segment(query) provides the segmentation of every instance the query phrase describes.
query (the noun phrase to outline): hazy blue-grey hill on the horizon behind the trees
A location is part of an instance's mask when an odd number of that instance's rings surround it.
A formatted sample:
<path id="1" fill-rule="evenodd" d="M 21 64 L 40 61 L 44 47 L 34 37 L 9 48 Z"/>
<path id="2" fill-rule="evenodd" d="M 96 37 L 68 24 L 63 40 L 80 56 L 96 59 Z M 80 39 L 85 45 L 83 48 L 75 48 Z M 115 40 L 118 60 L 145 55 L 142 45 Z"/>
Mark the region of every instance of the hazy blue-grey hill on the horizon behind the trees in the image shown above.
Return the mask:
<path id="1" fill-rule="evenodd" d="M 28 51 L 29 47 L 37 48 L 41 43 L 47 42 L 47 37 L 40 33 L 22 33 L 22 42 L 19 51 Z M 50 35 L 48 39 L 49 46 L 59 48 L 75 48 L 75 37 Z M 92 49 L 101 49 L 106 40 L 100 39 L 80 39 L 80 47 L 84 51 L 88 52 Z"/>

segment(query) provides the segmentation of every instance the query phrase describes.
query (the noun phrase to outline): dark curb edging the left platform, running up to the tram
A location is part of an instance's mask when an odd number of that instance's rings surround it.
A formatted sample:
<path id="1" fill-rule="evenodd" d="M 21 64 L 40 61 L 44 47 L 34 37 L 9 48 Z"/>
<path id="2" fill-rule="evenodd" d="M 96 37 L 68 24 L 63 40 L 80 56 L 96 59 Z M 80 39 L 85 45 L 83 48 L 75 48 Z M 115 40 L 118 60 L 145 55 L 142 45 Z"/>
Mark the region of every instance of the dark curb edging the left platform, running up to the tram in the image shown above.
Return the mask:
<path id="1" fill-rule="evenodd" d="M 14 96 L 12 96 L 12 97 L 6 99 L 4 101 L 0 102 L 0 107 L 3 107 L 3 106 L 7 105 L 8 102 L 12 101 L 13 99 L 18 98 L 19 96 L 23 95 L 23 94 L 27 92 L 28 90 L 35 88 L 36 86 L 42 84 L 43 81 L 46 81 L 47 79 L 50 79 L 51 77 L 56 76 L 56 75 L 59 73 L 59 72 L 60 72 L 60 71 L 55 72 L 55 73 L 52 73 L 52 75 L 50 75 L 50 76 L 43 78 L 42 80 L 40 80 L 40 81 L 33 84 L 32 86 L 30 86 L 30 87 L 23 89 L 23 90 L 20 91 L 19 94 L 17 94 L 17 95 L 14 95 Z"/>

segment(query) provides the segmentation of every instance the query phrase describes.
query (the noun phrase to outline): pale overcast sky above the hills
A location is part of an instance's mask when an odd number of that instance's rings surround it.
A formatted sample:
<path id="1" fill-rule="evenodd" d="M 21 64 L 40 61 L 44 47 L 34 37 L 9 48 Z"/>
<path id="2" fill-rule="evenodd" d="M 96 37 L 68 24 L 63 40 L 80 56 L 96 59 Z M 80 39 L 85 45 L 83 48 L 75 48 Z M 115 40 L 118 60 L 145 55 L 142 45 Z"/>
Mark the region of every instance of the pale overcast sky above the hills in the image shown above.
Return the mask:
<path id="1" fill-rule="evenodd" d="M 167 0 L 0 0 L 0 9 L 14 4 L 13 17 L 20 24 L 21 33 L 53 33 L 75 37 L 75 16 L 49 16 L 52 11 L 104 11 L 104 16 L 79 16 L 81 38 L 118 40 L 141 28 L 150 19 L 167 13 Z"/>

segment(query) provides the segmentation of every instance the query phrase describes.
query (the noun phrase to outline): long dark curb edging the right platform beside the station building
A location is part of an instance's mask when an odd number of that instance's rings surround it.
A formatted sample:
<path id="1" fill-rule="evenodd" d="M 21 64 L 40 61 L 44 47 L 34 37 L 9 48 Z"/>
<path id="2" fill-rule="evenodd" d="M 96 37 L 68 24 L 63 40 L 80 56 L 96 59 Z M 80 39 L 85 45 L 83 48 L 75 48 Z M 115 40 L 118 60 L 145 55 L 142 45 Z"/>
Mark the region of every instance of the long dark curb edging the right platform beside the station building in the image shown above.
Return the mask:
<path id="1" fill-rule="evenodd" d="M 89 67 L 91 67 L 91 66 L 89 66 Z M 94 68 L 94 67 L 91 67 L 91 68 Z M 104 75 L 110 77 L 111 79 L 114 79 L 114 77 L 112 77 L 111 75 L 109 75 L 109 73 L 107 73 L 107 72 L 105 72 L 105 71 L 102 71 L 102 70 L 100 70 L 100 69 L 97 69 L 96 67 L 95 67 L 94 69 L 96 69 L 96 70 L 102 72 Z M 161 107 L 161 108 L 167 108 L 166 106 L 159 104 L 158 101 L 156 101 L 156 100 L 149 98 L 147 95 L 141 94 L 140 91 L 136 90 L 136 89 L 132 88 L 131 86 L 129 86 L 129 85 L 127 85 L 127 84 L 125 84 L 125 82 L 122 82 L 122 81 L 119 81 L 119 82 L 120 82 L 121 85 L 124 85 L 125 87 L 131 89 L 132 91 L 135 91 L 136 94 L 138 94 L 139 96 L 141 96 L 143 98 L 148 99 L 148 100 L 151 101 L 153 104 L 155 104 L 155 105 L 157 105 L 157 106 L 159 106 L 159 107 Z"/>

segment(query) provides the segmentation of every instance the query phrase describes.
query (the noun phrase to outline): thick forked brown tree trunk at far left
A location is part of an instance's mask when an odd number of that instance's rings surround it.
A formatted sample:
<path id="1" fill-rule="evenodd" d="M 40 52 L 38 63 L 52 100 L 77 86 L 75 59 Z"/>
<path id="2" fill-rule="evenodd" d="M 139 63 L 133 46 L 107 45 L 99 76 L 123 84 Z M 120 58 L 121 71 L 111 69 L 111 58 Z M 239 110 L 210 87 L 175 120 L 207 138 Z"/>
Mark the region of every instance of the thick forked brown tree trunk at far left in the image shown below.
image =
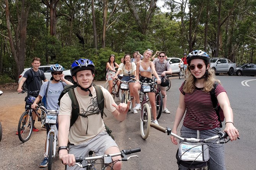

**What to do:** Since only the text is wanted, repeat all the records above exactly and omit the pictures.

**Solution:**
segment(query) provides the segmentation of every instance the query phrase describes.
query (the noun phrase to outline): hazy blue-grey hill on the horizon behind the trees
A location is part of an instance's mask when an odd number of that instance's rings surround it.
A formatted sample:
<path id="1" fill-rule="evenodd" d="M 21 64 L 40 61 L 44 47 L 34 37 L 9 48 Z"/>
<path id="2" fill-rule="evenodd" d="M 96 37 L 68 24 L 63 40 L 80 56 L 96 59 Z M 80 39 L 85 45 L 83 48 L 75 48 Z M 115 40 L 118 60 L 145 55 L 142 45 Z"/>
Mark the region of every instance of the hazy blue-grey hill on the horizon behind the trees in the image shown above.
Return the mask:
<path id="1" fill-rule="evenodd" d="M 28 51 L 29 47 L 37 48 L 41 43 L 47 42 L 47 37 L 40 33 L 22 33 L 22 42 L 19 51 Z M 50 35 L 48 39 L 49 46 L 59 48 L 75 48 L 75 37 Z M 92 49 L 101 49 L 106 40 L 100 39 L 80 39 L 80 47 L 84 51 L 88 52 Z"/>

segment(query) provides the segmentation of every instance the query phrase describes.
query (the noun phrase to outline): dark curb edging the left platform, running up to the tram
A location is part of an instance's mask when an odd number of that instance's rings surround it.
A formatted sample:
<path id="1" fill-rule="evenodd" d="M 21 64 L 40 61 L 44 47 L 34 37 L 9 48 Z"/>
<path id="2" fill-rule="evenodd" d="M 96 37 L 68 24 L 63 40 L 80 56 L 96 59 Z M 80 39 L 85 45 L 83 48 L 75 48 Z M 115 40 L 118 60 L 145 55 L 142 45 Z"/>
Mark the region of every instance of the dark curb edging the left platform, running up to the tram in the image shown above.
Return the mask:
<path id="1" fill-rule="evenodd" d="M 14 96 L 12 96 L 12 97 L 6 99 L 4 101 L 0 102 L 0 107 L 3 107 L 3 106 L 7 105 L 8 102 L 12 101 L 13 99 L 18 98 L 19 96 L 23 95 L 23 94 L 27 92 L 28 90 L 35 88 L 36 86 L 42 84 L 43 81 L 46 81 L 47 79 L 50 79 L 51 77 L 56 76 L 56 75 L 59 73 L 59 72 L 60 72 L 60 71 L 55 72 L 55 73 L 52 73 L 52 75 L 50 75 L 50 76 L 43 78 L 42 80 L 40 80 L 40 81 L 33 84 L 32 86 L 30 86 L 30 87 L 23 89 L 23 90 L 20 91 L 19 94 L 17 94 L 17 95 L 14 95 Z"/>

segment(query) provides the segmentation of every instance the query phrase describes.
query (the noun phrase to outline): pale overcast sky above the hills
A location is part of an instance's mask when an odd number of that instance's rings surround it.
A formatted sample:
<path id="1" fill-rule="evenodd" d="M 21 64 L 40 61 L 44 47 L 34 37 L 9 48 Z"/>
<path id="2" fill-rule="evenodd" d="M 96 37 L 68 24 L 63 40 L 80 56 L 96 59 Z M 80 39 L 85 45 L 83 48 L 75 48 Z M 115 40 L 118 60 L 145 55 L 142 45 Z"/>
Mark the region of every instance of the pale overcast sky above the hills in the image shown above.
Return the mask:
<path id="1" fill-rule="evenodd" d="M 167 0 L 0 0 L 0 9 L 14 4 L 13 17 L 20 24 L 21 33 L 53 33 L 75 37 L 75 16 L 49 16 L 52 11 L 104 11 L 104 16 L 79 16 L 81 38 L 118 40 L 141 28 L 150 19 L 167 13 Z"/>

segment(query) provides the segmentation of every instance the query phrase describes.
query (the noun phrase to outline): long dark curb edging the right platform beside the station building
A location is part of an instance's mask when an odd number of that instance's rings surround it.
A formatted sample:
<path id="1" fill-rule="evenodd" d="M 21 64 L 40 61 L 44 47 L 34 37 L 9 48 Z"/>
<path id="2" fill-rule="evenodd" d="M 96 37 L 68 24 L 63 40 L 80 56 L 96 59 Z M 80 39 L 85 45 L 83 48 L 75 48 Z M 115 40 L 118 60 L 145 55 L 142 45 Z"/>
Mark the region of every instance of the long dark curb edging the right platform beside the station building in the image shown above.
Return the mask:
<path id="1" fill-rule="evenodd" d="M 89 67 L 91 67 L 91 66 L 89 66 Z M 94 68 L 94 67 L 91 67 L 91 68 Z M 104 75 L 110 77 L 111 79 L 114 79 L 114 77 L 112 77 L 111 75 L 109 75 L 109 73 L 107 73 L 107 72 L 105 72 L 105 71 L 102 71 L 102 70 L 100 70 L 100 69 L 97 69 L 96 67 L 95 67 L 94 69 L 96 69 L 96 70 L 102 72 Z M 161 107 L 161 108 L 167 108 L 166 106 L 159 104 L 158 101 L 156 101 L 156 100 L 149 98 L 147 95 L 141 94 L 140 91 L 136 90 L 136 89 L 132 88 L 131 86 L 129 86 L 129 85 L 127 85 L 127 84 L 125 84 L 125 82 L 122 82 L 122 81 L 119 81 L 119 82 L 120 82 L 121 85 L 124 85 L 125 87 L 131 89 L 132 91 L 135 91 L 136 94 L 138 94 L 139 96 L 141 96 L 143 98 L 148 99 L 148 100 L 151 101 L 153 104 L 155 104 L 155 105 L 157 105 L 157 106 L 159 106 L 159 107 Z"/>

segment(query) provides the segmentation of every instance the query phrase describes.
query (the noun phrase to outline): thick forked brown tree trunk at far left
A location is part of an instance's mask when an odd number of that instance's rings surround it.
A formatted sample:
<path id="1" fill-rule="evenodd" d="M 40 52 L 38 63 L 52 100 L 77 86 L 75 59 Z"/>
<path id="2" fill-rule="evenodd" d="M 139 63 L 133 46 L 107 45 L 99 76 L 123 84 Z M 120 58 L 121 71 L 111 69 L 111 58 Z M 239 110 L 210 87 L 175 120 L 207 138 Z"/>
Mark the region of every instance of the thick forked brown tree trunk at far left in the image shown below.
image =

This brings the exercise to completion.